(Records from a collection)
+ + + +

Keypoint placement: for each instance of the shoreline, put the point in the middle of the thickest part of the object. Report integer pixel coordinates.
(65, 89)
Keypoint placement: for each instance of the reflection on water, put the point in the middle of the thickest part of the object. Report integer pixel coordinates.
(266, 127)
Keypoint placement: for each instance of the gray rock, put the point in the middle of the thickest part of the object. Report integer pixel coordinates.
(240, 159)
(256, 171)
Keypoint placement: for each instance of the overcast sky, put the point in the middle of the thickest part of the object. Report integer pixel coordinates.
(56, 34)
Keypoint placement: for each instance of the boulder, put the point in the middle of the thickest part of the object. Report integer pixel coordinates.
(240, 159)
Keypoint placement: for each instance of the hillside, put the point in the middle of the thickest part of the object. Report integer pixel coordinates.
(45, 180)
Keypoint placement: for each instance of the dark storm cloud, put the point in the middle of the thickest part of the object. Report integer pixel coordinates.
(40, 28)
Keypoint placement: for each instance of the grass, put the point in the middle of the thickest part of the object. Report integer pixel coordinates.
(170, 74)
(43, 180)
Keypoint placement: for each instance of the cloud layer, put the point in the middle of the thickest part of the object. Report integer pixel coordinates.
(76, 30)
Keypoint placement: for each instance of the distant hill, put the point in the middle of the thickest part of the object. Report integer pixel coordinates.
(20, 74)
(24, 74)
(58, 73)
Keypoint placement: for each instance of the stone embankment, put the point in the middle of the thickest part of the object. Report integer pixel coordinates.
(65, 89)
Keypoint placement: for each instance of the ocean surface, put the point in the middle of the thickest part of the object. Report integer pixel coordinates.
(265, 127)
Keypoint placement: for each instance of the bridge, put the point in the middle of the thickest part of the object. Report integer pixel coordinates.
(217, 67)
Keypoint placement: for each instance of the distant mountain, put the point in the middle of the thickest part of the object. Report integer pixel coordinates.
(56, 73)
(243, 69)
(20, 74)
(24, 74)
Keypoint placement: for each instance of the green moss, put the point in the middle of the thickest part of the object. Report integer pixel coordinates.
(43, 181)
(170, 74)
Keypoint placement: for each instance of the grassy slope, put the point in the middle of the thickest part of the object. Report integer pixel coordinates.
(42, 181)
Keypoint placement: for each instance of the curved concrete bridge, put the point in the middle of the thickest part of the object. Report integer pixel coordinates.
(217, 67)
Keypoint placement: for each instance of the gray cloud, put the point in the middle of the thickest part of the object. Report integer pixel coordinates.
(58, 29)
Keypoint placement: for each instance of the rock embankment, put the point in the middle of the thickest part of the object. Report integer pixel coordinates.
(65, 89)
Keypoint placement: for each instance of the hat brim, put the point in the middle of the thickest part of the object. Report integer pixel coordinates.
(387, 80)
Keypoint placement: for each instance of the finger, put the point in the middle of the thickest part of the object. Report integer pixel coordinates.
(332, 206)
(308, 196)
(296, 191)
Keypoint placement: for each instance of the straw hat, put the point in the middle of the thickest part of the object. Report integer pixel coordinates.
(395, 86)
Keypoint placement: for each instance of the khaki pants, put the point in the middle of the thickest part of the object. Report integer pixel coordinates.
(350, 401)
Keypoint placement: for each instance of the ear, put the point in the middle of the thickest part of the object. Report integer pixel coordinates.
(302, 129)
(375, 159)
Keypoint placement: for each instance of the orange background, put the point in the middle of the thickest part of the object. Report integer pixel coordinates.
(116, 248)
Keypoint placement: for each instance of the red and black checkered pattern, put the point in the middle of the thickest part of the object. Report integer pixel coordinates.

+ + + +

Exercise aim — Return each line of the data exactly as written above.

Solution to the problem —
Keypoint placement: for each instance of the shoreline, put the point in the middle of the thickest part of the object. Report integer pixel coordinates.
(65, 89)
Keypoint placement: for each instance of the reflection on water, put the point in the middle of the thickest part of the object. Report integer pixel coordinates.
(266, 127)
Keypoint placement: for each instance of the gray rock, put the point in the middle of the thickest part of the object. Report integer pixel coordinates.
(240, 159)
(256, 171)
Keypoint placement: for each instance of the overcast sky, put the point in the middle of the thickest part of the object. Report integer pixel coordinates.
(56, 34)
Keypoint placement: for each instance of the boulder, put the point in the middle of the thickest part of the object. Report integer pixel coordinates.
(240, 159)
Keypoint placement: for each instance of the hillside, put the point in the middle of the thickest part of the object. Report integer pixel coordinates.
(45, 180)
Keypoint placement: for each instance of the dark storm cloud, put the point in the middle of the thickest part of the object. Report integer pixel coordinates.
(40, 28)
Keypoint placement: for each instance of the grass, put the point in the middle of the thickest part of the object. Report integer pixel coordinates.
(170, 74)
(43, 180)
Keypoint placement: for each instance of the cloud layer, put the point in the middle of the thickest part of the object. Report integer pixel coordinates.
(76, 30)
Keypoint placement: for each instance of the distant hill, put the point in the middle of the thickest part of the object. Report integer pixel coordinates.
(20, 74)
(24, 74)
(58, 73)
Keypoint placement: for each instance of the stone embankment, put the point in the middle of the thickest part of the object. Report integer pixel coordinates.
(65, 89)
Keypoint placement: for each instance of the ocean surface, put the point in the middle of the thickest part of the object. Report integer pixel coordinates.
(265, 127)
Keypoint placement: for each instance of the bridge, put the point in the middle of the thickest part of the object. Report integer pixel coordinates.
(217, 67)
Keypoint placement: for each instance of the distant mountain, put the point in the middle of the thickest part of the object. Report integer pixel coordinates.
(56, 73)
(243, 69)
(20, 74)
(24, 74)
Keypoint placement: for each instance of the green moss, put the point in the middle of the thickest part of the object. Report integer pixel coordinates.
(43, 181)
(170, 74)
Keypoint placement: for each instance of the grassy slope, put the point in the middle of the thickest part of the object. Report integer pixel coordinates.
(42, 181)
Keypoint placement: for each instance of the curved concrete bridge, put the point in the middle of the thickest part of the object. Report integer pixel coordinates.
(217, 67)
Keypoint placement: for each instance of the gray cloud, put the point in the middle of the thickest part of the object. Report integer pixel coordinates.
(58, 29)
Keypoint placement: for each instance of the rock embankment, put the point in the middle of the thickest part of the object. Report integer pixel coordinates.
(65, 89)
Keypoint placement: for each instance of the hat brim, put the point in the middle of the thickest part of the object. Report integer pixel coordinates.
(387, 80)
Keypoint placement: for each instance of the finger, put the point in the middle of the thickest part of the object. Report integer pixel coordinates.
(332, 206)
(308, 196)
(296, 191)
Keypoint placement: for each instance of the straw hat, put the point in the middle of the thickest part of the object. Report integer pixel coordinates.
(395, 86)
Keypoint placement: for each instance of the khaki pants, put the point in the middle of the thickest part of the object. Report integer pixel coordinates.
(350, 401)
Keypoint placement: for each instance of the ear, put the point in the middle of the thickest part of the object. Report integer pixel coordinates.
(302, 129)
(375, 159)
Keypoint placement: for each instance of the orange background, put the point in the middle of the thickest part of the object. Report integer pixel coordinates.
(116, 248)
Keypoint placement: for each instance of the red and black checkered pattern, put the point in the middle of the thickest part of the object. Report integer pixel coordinates.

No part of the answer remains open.